[Task A] Decide whether each statement below agrees with the essay on Tony Kushner's "Angels in America." For each one, answer yes or no and quote the exact words of the essay that settle it. (i) The play opens with a monologue by a rabbi at the funeral of an elderly Jewish woman. (ii) The rabbi claims that everything eventually melts in the American melting pot. (iii) The essay says the play keeps its lonely characters apart from one another.
[Task B] Duplicate everything in the essay on Tony Kushner's "Angels in America" from "The suggestion that" down to "of the play.".
[Task C] Go on with the essay on Tony Kushner's "Angels in America" from the point where it stops.

[Text segment]
Content starts
Last reviewed: April 17, 2005 ~5 min read

¶ … Play of Protest, a Play of American Identity: Tony Kushner's 1993 "Angels in America"

"Angels in America" by Tony Kushner is a kind of theatrical protest piece of the postmodern American age of fragmented identity. The construction of the play weaves different forms of modern American culture, such as Jewish assimilation, gay rights and religion, the anti-communism of the past era, and the Republican politics of the present, into a singular narrative. However, by doing so, it also suggests that, no matter how fragmented Americans may be by their politics, there is a cohesive humanity that unites America together, under the common guiding vision of the same angel. By blurring time and space over the course of the play's progression, the play creates connections between lonely and socially disconnected characters. In doing so, the play suggests that America is less segregated than the audience may be initially apt to think.

The suggestion that America is a seamless fabric of interrelated issues, rather than a patchwork of identities, is first suggested in the opening monologue of the rabbi, who is administering the funeral of an elderly Jewish woman. The rabbi speaks of the assimilation of the Jewish woman's children and the struggles of the woman's ancestors to make it in America. Although the rabbi rather cynically says that in the American melting pot nothing truly melts, the stories of the different characters do intersect, if only in dreams, during the course of the play.
Content ends
[Data supplied]
Content starts
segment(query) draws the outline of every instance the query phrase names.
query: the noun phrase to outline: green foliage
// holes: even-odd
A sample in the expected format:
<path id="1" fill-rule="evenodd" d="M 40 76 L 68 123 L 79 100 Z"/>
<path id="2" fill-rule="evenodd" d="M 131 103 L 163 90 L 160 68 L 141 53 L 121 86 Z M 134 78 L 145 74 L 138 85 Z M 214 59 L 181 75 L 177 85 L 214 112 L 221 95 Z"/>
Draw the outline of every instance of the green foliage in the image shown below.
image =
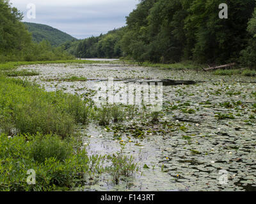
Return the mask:
<path id="1" fill-rule="evenodd" d="M 82 184 L 84 173 L 97 171 L 92 171 L 86 152 L 74 145 L 53 135 L 1 135 L 0 191 L 67 190 Z M 30 169 L 36 173 L 35 184 L 27 184 Z"/>
<path id="2" fill-rule="evenodd" d="M 138 62 L 193 60 L 218 64 L 256 59 L 254 0 L 229 0 L 228 18 L 219 18 L 221 0 L 143 0 L 127 17 L 127 26 L 77 44 L 79 57 L 125 57 Z M 250 34 L 250 35 L 248 35 Z M 248 46 L 246 47 L 246 44 Z M 71 46 L 72 47 L 72 46 Z M 241 50 L 243 50 L 241 52 Z M 71 53 L 71 52 L 70 52 Z"/>
<path id="3" fill-rule="evenodd" d="M 132 156 L 124 156 L 122 152 L 108 156 L 108 159 L 111 161 L 111 166 L 107 169 L 116 184 L 119 183 L 122 176 L 131 177 L 138 171 Z"/>
<path id="4" fill-rule="evenodd" d="M 31 143 L 31 156 L 39 163 L 51 157 L 63 161 L 72 155 L 72 147 L 68 141 L 58 136 L 37 135 Z"/>
<path id="5" fill-rule="evenodd" d="M 122 121 L 125 117 L 124 109 L 117 105 L 103 105 L 97 108 L 95 118 L 100 126 L 108 125 L 111 122 Z"/>
<path id="6" fill-rule="evenodd" d="M 67 43 L 64 46 L 70 53 L 81 58 L 116 58 L 122 54 L 120 40 L 123 32 L 122 29 L 113 30 L 99 37 L 93 36 L 79 42 Z"/>
<path id="7" fill-rule="evenodd" d="M 58 47 L 66 41 L 76 40 L 70 35 L 51 26 L 39 24 L 23 22 L 28 31 L 32 34 L 32 39 L 36 43 L 44 40 L 49 41 L 51 45 Z"/>
<path id="8" fill-rule="evenodd" d="M 250 38 L 246 48 L 242 50 L 241 62 L 251 68 L 256 68 L 256 9 L 252 18 L 250 20 L 247 30 Z"/>
<path id="9" fill-rule="evenodd" d="M 0 78 L 0 126 L 15 133 L 72 134 L 77 123 L 86 124 L 89 105 L 76 96 L 46 92 L 20 80 Z"/>
<path id="10" fill-rule="evenodd" d="M 37 44 L 20 22 L 23 17 L 9 1 L 0 1 L 0 62 L 18 61 L 53 61 L 72 59 L 74 56 L 61 47 L 53 48 L 44 40 Z M 56 35 L 58 40 L 62 40 Z M 63 42 L 62 42 L 63 43 Z"/>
Content ends
[Result A]
(i) Yes: "is first suggested in the opening monologue of the rabbi, who is administering the funeral of an elderly Jewish woman."
(ii) No: "the rabbi rather cynically says that in the American melting pot nothing truly melts"
(iii) No: "the play creates connections between lonely and socially disconnected characters."

[Result B]
The suggestion that America is a seamless fabric of interrelated issues, rather than a patchwork of identities, is first suggested in the opening monologue of the rabbi, who is administering the funeral of an elderly Jewish woman. The rabbi speaks of the assimilation of the Jewish woman's children and the struggles of the woman's ancestors to make it in America. Although the rabbi rather cynically says that in the American melting pot nothing truly melts, the stories of the different characters do intersect, if only in dreams, during the course of the play.

[Result C]
For example, the gay man Louis learns that his lover Prior has AIDS, and he abandons him. Joe, a gay Mormon lawyer, abandons his wife Harper. Harper is a Valium addict, and at one point in the play Harper and Prior meet in a dream, because both of them have been abandoned, and both of them are suffering because they love selfish people who cannot love them back. Common tragedy and dreams unite disconnected people in America; despite the fact they come from different social groups and have different religious affiliations.

This meeting also suggests, of course, that gay men and women should not be excluded from the fabric of America, anymore than holy people such as the Mormons. Suffering is similar, only prejudice keeps people apart. However, the cruelty of Louis towards his lover Parker also shows that gay people are not necessarily morally superior to straight people -- any more than religious people or Republicans are better or more American than their gay counterparts.

Perhaps the most obvious example of this suggestion is found in the persona of Roy Cohn. Roy is a gay, Republican lawyer dying of AIDS who actively persecuted supposed communists in the name of American justice during the McCarthy era. Roy is Jewish, gay, and a Republican, thus his persona unites different facets of the identities of Louis, Joe, and also Parker. But Roy insists that he can be none of those things -- he is only a Republican American because gays have "zero clout" and he has clout -- by denying everything he is, and remaking himself into a false, straight zealot of the right wing. Ironically, the most truly, genetically 'American' of all the characters is the drag queen Parker, who is visited by a vision of all of his ancient Puritan ancestors, in another of the play's intersections between dreams and reality. This vision of Parker's past history suggests that everyone has different claims upon America's past, and that America's past history of diversity -- and its Puritanism -- continues to affect America's present.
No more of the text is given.